- YOUR GOAL: Reproduce each of the following rows word for word, without changing anything.

(Rows in a dataset)
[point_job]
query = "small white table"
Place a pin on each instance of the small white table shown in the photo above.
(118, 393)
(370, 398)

- EXERCISE RESULT:
[point_job]
query = "small white table"
Place a pin on each instance of the small white table shown in the photo above.
(118, 393)
(370, 398)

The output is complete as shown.